Referring expression data:
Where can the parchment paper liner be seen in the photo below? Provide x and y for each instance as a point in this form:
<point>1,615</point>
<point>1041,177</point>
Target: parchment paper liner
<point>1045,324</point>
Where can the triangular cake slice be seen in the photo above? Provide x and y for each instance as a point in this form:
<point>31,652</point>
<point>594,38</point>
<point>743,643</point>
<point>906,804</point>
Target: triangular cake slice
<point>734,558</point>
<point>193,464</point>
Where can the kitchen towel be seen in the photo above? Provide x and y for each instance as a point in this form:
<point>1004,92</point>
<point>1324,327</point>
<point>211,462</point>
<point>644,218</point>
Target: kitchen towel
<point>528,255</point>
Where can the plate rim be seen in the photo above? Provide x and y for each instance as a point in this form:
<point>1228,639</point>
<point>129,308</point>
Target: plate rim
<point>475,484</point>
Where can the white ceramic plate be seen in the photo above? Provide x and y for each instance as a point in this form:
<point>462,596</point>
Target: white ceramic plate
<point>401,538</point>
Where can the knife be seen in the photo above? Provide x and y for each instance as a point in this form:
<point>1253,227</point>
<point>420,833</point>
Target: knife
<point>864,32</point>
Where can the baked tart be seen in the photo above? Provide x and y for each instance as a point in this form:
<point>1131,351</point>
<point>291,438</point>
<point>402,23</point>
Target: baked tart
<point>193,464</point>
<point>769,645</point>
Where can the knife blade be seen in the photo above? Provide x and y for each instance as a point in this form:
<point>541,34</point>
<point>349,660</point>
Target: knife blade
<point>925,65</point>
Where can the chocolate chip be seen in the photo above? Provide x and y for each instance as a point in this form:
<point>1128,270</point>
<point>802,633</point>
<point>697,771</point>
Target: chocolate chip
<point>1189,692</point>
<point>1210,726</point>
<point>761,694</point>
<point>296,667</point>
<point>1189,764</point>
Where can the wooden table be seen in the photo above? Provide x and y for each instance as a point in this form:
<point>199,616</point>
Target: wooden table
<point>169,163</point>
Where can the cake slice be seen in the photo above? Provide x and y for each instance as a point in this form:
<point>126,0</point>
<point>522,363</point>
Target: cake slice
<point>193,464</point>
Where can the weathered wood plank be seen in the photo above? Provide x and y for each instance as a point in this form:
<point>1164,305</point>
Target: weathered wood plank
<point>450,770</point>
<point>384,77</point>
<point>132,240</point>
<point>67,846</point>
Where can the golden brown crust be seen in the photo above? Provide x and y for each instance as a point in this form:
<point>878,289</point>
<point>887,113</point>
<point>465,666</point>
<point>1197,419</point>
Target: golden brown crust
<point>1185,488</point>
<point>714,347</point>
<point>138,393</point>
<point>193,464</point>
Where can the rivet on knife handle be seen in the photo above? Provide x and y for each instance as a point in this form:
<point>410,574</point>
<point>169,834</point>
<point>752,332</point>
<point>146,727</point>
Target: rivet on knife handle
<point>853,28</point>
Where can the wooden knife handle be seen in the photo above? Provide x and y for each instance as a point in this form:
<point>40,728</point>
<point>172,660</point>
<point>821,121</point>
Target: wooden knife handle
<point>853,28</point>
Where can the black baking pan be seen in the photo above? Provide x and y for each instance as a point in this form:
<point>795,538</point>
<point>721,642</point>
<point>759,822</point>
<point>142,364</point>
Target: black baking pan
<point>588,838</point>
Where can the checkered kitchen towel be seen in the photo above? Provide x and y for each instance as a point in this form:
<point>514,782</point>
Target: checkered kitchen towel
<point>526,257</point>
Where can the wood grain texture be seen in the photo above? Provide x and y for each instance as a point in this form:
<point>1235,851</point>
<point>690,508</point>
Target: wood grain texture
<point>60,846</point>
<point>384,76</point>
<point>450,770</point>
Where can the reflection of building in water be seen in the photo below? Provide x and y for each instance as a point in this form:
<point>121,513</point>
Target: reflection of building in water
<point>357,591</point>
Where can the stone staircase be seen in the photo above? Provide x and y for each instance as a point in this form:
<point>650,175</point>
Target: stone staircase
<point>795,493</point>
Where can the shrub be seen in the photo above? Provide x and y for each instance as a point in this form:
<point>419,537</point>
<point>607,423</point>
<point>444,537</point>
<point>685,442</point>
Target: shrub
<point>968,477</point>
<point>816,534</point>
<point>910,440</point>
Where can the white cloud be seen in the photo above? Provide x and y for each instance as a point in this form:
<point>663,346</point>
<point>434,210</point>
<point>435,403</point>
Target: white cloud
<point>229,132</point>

- Description of the task
All lines in the data above from the one with "<point>1,615</point>" through the one with "Where can the kitchen" must be repeated exactly, and no others.

- Solved exercise
<point>1,615</point>
<point>1041,177</point>
Target: parchment paper liner
<point>1045,324</point>
Where can the triangular cake slice be seen in the photo above? Provide x and y for each instance as a point in this form:
<point>31,652</point>
<point>594,38</point>
<point>743,643</point>
<point>906,804</point>
Target: triangular cake slice
<point>734,558</point>
<point>193,464</point>
Where can the kitchen towel be seen in the photo above? Provide x and y for each instance as a point in this form:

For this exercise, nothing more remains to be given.